課題 A: この抜粋で、ヴァレリーさんが国内で旅したことがあると書かれている地名をすべて挙げてください。
課題 B:
次の (i)〜(iii) がこの抜粋の内容と一致するかどうか、それぞれ「はい」か「いいえ」で答え、判断の根拠となる本文の語句をそのまま引用してください。
(i) 2人ともモスクワ大学を卒業した。
(ii) ヴァレリーさんはMSUで博士号を取得した。
(iii) セルゲイさんの趣味は読書である。
課題 C: この抜粋から「ヴァレリーさんは蛍光体、光触」から「のかなめであると信じている。」までを、一字も変えずに引用してください。

抜粋本文:

>>

CEO Dr. Sergey Li (Lee) (最高経営責任者 セルゲイ・リーさん)
Director of R&D Dr. Valery Petrykin (研究開発部長 ヴァレリー・ペトリキンさん)

 セルゲイさんは、現在、八王子住まい。趣味は川釣りで、ウズベキスタンの故郷にいた頃は、良く釣りを楽しんだそうだ。日本で働く奥様と日本の大学を卒業されたご長男は、いずれも日本語が非常に堪能とのこと。

 ヴァレリーさんは、昨年12月にプラハから八王子に引っ越された。趣味は読書、マーシャルアーツそして旅行。現在、Cordelia\'s Honor(Miles Vorkosigan Adventures)を読んでいる。旅行はこれまで20か国程訪問したことがあり、特に海が好きである。国内では、北海道、新潟、福井、京都、沖縄などを旅したことがある。ご長男は、現在プラハの日本語学校
”4年生”で、流暢な日本語を話し、読み書きも抜群だそうだ。

 2人とも旧ソ連で生まれモスクワ大学 ( MSU; Moscow State University)を卒業した。ともにMSUの無機材料学科の同じ研究室を卒業し、セルゲイさんは博士号を、ヴァレリーさんは修士号を取得した。90年代後半に、両者は再び日本で超電導の研究のため働き始め東工大で再会した。セルゲイさんは日本学術振興会(JSPS)の海外特別研究員として東工大で、ヴァレリーさんは文科省の博士課程員として研究を行ない、その後ここで博士号を取得した。
 過去10年間、セルゲイさんは東京の国際的な研究所で働いていた。モスクワ時代も入れるとほぼ25年間無機材料、超電導を研究している。特に、材料合成で高い評価を受けている。
 ヴァレリーさんは蛍光体、光触媒材料を2008年まで東北大で研究し、ここ3年間はプラハのマリーキュリーフェロー研究員として電気化学活性材料を研究していた。ヴァレリーさんは、溶液法材料合成やX線回折散乱による材料構造解析に多くの経験を持っている。

【起業しようと思ったきっかけは?】
 これまで、超電導は人類にとって最も挑戦的な固体材料の分野であった。過去30年ほどの研究の結果、高温超電導が商業段階に近づいてきた。最近、セルゲイさんは有望な結果を得て、ベンチャーをスタートする決心を固めた。セルゲイさんは、強力な研究者の経験と力の融合が商業化技術の発展および超電導線材の商品化に対して競争のかなめであると信じている。

<<

表示情報:
>>

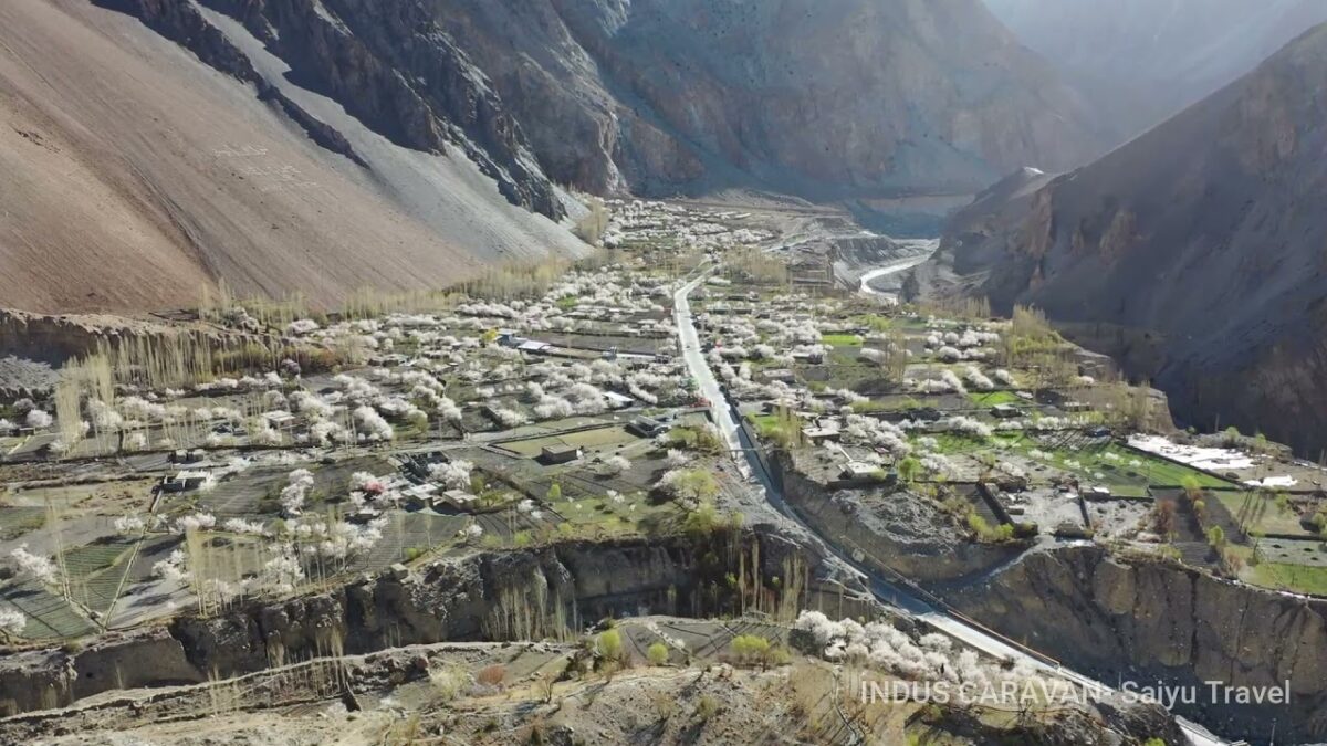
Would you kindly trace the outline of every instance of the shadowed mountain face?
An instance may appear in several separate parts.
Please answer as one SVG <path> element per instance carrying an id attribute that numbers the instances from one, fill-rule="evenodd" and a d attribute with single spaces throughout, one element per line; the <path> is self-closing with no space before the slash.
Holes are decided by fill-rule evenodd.
<path id="1" fill-rule="evenodd" d="M 397 145 L 464 142 L 503 194 L 549 215 L 549 182 L 970 192 L 1100 145 L 978 0 L 114 1 L 247 77 L 253 54 L 206 31 L 242 24 L 292 81 Z"/>
<path id="2" fill-rule="evenodd" d="M 985 0 L 1124 141 L 1247 73 L 1314 24 L 1320 0 Z"/>
<path id="3" fill-rule="evenodd" d="M 1327 25 L 1089 166 L 986 195 L 951 222 L 945 250 L 997 307 L 1040 305 L 1153 378 L 1182 418 L 1261 429 L 1316 457 L 1324 122 Z"/>
<path id="4" fill-rule="evenodd" d="M 556 181 L 811 198 L 970 192 L 1097 153 L 977 0 L 427 0 Z"/>
<path id="5" fill-rule="evenodd" d="M 0 305 L 37 311 L 576 254 L 555 185 L 970 194 L 1100 146 L 979 0 L 4 3 L 0 113 Z"/>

<<

解答 A: 北海道、新潟、福井、京都、沖縄

解答 B:
(i) はい:「2人とも旧ソ連で生まれモスクワ大学 ( MSU; Moscow State University)を卒業した」
(ii) いいえ:「セルゲイさんは博士号を、ヴァレリーさんは修士号を取得した」
(iii) いいえ:「趣味は川釣りで」

解答 C:
ヴァレリーさんは蛍光体、光触媒材料を2008年まで東北大で研究し、ここ3年間はプラハのマリーキュリーフェロー研究員として電気化学活性材料を研究していた。ヴァレリーさんは、溶液法材料合成やX線回折散乱による材料構造解析に多くの経験を持っている。

【起業しようと思ったきっかけは?】
 これまで、超電導は人類にとって最も挑戦的な固体材料の分野であった。過去30年ほどの研究の結果、高温超電導が商業段階に近づいてきた。最近、セルゲイさんは有望な結果を得て、ベンチャーをスタートする決心を固めた。セルゲイさんは、強力な研究者の経験と力の融合が商業化技術の発展および超電導線材の商品化に対して競争のかなめであると信じている。